What this task involves →
Lines before the one with "Retail shelf audit — identify every snow bank" are left out; return that line and all that follow it, exactly, through the end of the data.

Records supplied →
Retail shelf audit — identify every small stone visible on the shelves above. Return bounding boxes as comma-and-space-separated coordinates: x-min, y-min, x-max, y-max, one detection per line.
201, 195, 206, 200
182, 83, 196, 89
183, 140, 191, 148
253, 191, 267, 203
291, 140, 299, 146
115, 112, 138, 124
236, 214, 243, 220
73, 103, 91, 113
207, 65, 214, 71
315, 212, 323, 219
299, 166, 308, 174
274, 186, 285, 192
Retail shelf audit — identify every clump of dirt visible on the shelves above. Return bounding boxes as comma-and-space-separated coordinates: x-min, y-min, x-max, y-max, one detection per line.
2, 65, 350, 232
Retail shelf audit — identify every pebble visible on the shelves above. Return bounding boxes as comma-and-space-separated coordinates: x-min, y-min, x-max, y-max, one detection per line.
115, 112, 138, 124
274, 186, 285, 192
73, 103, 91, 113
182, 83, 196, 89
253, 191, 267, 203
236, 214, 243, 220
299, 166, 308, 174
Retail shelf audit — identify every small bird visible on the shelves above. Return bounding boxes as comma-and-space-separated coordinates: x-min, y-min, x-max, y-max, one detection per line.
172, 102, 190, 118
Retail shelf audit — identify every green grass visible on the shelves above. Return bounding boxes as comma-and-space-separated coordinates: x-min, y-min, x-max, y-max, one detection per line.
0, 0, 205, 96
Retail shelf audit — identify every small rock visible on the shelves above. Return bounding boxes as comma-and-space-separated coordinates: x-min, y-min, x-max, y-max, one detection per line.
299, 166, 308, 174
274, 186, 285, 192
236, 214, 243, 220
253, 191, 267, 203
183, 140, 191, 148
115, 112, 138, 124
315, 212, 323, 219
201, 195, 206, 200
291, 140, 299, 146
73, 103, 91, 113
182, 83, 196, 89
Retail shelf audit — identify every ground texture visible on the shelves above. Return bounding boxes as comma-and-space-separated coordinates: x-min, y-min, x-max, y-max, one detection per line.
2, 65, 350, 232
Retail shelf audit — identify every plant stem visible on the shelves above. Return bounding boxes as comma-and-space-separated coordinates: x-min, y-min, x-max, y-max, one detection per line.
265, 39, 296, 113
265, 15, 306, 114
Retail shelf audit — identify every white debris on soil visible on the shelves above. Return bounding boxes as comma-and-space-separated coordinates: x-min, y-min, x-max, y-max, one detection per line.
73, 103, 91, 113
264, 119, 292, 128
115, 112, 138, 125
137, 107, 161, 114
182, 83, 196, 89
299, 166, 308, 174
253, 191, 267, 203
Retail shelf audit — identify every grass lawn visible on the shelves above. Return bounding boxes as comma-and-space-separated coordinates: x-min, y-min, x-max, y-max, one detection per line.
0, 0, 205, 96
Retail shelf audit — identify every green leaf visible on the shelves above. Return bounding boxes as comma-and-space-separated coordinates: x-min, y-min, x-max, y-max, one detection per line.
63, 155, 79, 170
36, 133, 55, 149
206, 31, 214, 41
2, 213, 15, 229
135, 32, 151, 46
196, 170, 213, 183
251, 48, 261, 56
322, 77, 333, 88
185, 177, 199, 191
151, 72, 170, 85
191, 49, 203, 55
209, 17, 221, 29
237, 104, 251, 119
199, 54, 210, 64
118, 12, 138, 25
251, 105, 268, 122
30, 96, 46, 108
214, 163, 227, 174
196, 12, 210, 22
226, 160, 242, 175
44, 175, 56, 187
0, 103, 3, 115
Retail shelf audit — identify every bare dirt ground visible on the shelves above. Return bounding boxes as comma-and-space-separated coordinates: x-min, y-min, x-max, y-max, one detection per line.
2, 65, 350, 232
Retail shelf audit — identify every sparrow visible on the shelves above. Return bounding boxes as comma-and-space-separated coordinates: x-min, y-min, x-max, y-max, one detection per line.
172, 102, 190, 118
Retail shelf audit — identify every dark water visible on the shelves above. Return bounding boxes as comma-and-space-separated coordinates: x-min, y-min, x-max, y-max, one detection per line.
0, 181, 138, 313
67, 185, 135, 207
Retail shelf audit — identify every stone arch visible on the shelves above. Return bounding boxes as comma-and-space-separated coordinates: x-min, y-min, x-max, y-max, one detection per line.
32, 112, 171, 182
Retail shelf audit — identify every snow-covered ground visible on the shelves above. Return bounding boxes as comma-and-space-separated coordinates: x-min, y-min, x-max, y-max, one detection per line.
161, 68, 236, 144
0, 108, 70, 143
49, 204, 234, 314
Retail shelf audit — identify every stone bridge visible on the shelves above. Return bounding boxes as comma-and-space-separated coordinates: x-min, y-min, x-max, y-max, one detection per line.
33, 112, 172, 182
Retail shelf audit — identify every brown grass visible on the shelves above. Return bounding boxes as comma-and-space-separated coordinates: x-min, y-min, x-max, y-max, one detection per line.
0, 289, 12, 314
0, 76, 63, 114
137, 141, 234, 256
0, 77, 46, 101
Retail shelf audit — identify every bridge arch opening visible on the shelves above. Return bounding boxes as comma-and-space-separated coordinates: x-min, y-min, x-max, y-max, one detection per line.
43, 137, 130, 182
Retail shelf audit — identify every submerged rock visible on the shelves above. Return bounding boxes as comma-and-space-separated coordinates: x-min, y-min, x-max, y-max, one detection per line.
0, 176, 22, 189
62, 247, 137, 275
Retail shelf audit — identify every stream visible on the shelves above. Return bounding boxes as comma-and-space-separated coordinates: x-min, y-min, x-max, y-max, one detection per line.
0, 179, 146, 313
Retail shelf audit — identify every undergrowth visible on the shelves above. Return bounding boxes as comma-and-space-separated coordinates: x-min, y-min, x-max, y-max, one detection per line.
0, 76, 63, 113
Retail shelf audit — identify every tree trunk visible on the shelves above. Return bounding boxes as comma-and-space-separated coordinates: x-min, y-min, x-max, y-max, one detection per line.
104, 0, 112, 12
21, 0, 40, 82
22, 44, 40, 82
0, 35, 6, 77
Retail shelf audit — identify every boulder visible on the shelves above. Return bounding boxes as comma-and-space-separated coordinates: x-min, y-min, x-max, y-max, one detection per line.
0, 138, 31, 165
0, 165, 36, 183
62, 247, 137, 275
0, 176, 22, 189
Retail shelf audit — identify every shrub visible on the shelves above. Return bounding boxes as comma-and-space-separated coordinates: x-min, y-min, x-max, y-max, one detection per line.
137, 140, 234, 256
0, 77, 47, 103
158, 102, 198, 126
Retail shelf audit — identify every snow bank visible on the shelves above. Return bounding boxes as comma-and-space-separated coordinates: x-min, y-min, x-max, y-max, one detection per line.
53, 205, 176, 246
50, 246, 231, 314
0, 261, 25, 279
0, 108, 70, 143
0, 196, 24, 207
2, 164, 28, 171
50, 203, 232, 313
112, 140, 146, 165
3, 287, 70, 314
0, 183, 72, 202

Response area →
Retail shelf audit — identify every snow bank visible on the shelves above. Return bounding boxes as comma-and-space-separated coordinates: x-min, y-min, x-max, y-max, one detection per line.
53, 205, 176, 246
50, 246, 231, 314
0, 261, 25, 279
0, 108, 70, 143
0, 196, 24, 207
2, 164, 28, 171
50, 203, 232, 313
112, 140, 146, 165
3, 287, 70, 314
0, 183, 72, 202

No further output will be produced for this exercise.